• _EXERCISE MATERIALS_:
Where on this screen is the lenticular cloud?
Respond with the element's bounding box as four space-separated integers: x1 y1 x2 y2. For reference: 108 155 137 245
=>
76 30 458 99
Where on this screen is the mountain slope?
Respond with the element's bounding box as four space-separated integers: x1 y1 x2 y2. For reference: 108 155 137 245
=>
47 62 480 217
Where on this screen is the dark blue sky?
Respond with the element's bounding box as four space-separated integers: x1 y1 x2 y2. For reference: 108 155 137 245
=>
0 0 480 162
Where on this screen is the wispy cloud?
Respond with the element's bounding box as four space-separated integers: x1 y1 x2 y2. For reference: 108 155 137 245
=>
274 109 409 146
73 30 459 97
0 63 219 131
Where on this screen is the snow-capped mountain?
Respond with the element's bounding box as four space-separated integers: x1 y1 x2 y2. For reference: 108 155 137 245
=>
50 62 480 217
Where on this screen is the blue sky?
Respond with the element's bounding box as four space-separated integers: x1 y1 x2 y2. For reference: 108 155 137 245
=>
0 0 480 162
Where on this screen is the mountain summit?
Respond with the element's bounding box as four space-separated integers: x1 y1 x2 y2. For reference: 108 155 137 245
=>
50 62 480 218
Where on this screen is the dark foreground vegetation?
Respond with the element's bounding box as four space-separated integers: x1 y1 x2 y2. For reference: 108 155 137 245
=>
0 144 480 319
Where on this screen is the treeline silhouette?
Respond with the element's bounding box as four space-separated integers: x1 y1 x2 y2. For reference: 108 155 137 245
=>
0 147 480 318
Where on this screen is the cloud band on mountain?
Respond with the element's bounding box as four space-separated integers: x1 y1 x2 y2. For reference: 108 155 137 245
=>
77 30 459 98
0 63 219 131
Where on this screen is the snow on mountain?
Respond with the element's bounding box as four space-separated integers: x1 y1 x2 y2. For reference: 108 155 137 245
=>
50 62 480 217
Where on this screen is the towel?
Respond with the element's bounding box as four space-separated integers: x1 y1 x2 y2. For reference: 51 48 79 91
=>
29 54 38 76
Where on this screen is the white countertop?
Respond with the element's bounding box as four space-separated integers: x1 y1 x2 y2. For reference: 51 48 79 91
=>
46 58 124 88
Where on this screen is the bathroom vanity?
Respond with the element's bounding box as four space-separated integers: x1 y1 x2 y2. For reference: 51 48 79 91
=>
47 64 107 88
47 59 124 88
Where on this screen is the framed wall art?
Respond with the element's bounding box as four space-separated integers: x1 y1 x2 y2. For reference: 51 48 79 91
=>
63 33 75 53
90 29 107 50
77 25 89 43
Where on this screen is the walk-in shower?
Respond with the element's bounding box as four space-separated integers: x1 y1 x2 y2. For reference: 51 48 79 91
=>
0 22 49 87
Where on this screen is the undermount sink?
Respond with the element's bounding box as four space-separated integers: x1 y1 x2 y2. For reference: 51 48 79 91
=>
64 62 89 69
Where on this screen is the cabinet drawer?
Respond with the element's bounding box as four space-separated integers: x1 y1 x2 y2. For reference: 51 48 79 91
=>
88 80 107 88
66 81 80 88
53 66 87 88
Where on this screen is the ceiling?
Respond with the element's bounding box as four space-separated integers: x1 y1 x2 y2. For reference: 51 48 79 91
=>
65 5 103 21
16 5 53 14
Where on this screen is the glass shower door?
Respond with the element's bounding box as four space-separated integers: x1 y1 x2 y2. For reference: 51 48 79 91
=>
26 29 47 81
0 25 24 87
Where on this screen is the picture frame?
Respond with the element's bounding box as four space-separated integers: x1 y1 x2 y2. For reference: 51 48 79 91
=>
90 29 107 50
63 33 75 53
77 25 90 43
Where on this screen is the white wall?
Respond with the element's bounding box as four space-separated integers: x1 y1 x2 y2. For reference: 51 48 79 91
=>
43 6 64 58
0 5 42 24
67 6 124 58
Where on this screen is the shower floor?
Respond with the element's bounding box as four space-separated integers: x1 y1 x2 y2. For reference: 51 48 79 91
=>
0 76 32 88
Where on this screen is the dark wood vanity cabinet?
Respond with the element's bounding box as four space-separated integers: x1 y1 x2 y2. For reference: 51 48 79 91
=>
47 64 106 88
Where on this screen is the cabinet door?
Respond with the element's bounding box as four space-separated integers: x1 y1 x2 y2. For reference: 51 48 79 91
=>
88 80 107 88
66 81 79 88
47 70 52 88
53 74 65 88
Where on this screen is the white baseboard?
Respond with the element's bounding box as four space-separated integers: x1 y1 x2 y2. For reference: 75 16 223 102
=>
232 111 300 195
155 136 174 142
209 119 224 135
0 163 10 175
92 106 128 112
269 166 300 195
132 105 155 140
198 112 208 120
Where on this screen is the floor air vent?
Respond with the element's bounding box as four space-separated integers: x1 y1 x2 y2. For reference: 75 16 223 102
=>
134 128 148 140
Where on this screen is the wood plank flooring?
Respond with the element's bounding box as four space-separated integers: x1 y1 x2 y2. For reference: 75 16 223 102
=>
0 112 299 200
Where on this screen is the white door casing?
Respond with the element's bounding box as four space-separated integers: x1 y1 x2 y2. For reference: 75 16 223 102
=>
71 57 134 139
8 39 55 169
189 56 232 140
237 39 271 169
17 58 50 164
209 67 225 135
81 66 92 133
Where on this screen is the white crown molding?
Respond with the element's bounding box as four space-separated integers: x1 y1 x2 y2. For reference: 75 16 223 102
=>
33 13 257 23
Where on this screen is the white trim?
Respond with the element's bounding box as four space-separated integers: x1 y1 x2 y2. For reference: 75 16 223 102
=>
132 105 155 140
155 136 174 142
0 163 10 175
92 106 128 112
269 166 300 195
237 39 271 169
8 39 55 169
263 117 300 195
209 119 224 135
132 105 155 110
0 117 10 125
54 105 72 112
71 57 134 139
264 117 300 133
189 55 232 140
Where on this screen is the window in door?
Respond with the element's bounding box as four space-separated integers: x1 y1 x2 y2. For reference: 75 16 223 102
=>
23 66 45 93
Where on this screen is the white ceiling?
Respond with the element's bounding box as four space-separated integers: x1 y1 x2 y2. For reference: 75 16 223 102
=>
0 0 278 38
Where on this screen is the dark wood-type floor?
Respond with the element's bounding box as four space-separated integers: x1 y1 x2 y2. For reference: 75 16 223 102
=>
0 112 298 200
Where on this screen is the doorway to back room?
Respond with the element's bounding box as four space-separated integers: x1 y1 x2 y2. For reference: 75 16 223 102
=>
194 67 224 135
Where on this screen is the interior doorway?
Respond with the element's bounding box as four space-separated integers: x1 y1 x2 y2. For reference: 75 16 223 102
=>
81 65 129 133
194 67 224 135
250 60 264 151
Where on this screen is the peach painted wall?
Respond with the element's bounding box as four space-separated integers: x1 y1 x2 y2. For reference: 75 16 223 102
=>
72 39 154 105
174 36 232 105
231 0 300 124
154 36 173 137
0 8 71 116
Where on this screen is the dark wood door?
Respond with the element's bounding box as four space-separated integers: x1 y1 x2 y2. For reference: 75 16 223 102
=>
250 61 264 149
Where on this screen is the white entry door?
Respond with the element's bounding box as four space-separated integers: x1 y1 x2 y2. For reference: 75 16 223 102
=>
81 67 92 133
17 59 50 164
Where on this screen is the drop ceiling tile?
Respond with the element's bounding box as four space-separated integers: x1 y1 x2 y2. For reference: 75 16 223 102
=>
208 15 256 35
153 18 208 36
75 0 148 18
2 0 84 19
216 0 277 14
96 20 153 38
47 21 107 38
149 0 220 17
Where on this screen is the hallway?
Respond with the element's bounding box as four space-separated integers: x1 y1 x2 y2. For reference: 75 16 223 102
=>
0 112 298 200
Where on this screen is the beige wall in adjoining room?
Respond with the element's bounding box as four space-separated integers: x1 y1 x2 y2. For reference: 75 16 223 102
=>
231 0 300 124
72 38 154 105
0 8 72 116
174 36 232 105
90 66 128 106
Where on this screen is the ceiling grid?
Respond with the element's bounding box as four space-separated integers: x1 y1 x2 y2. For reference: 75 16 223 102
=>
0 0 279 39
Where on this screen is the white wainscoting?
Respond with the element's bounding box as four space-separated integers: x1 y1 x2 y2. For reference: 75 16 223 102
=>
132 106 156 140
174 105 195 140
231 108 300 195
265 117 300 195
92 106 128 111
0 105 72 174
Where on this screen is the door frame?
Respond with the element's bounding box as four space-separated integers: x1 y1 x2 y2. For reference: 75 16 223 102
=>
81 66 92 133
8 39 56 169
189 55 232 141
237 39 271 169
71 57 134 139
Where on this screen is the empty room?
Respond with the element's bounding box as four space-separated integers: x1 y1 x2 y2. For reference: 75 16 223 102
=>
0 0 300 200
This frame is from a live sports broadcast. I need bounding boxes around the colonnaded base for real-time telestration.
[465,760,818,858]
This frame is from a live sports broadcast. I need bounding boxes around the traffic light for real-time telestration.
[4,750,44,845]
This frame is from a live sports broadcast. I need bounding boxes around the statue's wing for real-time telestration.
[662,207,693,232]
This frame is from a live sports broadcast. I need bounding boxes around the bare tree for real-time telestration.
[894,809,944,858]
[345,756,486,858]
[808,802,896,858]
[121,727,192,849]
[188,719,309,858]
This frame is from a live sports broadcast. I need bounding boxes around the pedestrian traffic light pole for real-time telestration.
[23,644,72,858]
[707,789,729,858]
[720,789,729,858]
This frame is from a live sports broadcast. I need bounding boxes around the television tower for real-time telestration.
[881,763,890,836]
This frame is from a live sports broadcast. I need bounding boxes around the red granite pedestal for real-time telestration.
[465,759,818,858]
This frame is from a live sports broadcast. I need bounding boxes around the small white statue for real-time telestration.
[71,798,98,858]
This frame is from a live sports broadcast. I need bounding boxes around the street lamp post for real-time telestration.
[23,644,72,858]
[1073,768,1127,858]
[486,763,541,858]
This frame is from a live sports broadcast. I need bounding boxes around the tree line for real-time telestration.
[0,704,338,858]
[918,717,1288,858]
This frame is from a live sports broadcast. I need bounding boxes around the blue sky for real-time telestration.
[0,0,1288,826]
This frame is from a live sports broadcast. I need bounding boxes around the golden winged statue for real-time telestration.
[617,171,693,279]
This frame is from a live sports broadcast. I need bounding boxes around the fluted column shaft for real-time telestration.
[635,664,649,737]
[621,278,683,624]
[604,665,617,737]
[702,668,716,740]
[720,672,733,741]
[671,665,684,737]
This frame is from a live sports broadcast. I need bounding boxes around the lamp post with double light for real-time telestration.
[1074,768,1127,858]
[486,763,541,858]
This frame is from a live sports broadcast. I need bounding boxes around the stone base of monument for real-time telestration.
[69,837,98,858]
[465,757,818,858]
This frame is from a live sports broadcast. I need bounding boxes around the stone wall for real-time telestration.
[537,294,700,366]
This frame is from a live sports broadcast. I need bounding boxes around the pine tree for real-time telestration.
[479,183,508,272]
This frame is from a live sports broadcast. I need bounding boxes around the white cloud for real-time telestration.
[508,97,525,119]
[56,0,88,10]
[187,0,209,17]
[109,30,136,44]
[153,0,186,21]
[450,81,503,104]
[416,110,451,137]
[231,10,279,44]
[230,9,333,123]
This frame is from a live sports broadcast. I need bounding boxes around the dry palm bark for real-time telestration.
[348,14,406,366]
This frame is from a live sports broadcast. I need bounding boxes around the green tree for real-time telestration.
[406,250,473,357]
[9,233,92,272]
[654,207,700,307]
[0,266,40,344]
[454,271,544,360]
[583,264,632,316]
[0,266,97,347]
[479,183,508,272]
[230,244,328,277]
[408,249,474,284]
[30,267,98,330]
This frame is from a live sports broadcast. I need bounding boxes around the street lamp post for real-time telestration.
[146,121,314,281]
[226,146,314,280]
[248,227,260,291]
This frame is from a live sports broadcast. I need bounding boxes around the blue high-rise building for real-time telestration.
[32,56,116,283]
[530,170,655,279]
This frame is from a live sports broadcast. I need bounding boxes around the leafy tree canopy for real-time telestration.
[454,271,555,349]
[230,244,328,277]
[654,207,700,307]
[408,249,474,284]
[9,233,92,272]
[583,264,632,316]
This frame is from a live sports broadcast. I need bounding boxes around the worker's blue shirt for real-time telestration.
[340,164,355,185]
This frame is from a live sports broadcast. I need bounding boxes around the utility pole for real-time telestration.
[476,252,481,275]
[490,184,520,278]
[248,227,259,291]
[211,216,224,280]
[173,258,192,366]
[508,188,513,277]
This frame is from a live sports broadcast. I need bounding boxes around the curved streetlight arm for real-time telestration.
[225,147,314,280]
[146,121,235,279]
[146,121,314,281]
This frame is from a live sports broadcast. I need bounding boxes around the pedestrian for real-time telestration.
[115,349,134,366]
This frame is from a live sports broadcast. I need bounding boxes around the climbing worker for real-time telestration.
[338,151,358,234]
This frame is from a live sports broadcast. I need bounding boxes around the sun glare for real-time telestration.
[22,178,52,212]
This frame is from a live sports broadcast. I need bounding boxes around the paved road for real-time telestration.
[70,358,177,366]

• _WHAT YOU NEED TO DO_:
Reproduce the entries verbatim, from the line containing "Where on this screen is the window in door?" through the line containing "17 59 50 164", including both of those lines.

• _COMPLETED EXERCISE_:
Where on this screen is the window in door?
Respond with the element's bounding box as four space-separated integers: x1 y1 x2 y2. For reference: 75 16 223 102
=>
23 66 45 93
Where on this screen is the white ceiling?
Respond with the element's bounding box as four space-separated integers: x1 y1 x2 y2. For reference: 75 16 223 102
=>
0 0 278 38
Where on this screen is the dark wood-type floor?
Respond with the element's bounding box as four space-separated integers: x1 y1 x2 y2. For reference: 75 16 223 102
=>
0 112 298 200
Where on this screen is the doorway to back room?
Respond with the element's bounding box as four space-separated integers: x1 y1 x2 y2. For reference: 75 16 223 102
=>
194 67 224 135
Where on this screen is the interior doorway?
Respond with the element's bounding box as four space-separated integers: x1 y1 x2 y2. For reference: 75 16 223 102
=>
81 65 129 133
194 67 224 135
250 60 264 151
Where on this screen is the peach painted wall?
Respond with the element's bounding box as four space-separated integers: x1 y1 x2 y2. For reference: 75 16 223 102
=>
72 39 154 105
174 36 232 105
231 0 300 124
154 36 173 137
0 8 71 116
Where on this screen is the dark wood door?
Respond with the element's bounding box as four space-separated integers: x1 y1 x2 y2. For reference: 75 16 223 102
=>
250 61 264 149
Where on this screen is the white entry door?
Respond with the element's bounding box as four space-separated integers: x1 y1 x2 y2. For reference: 75 16 223 102
=>
81 67 92 133
17 59 50 164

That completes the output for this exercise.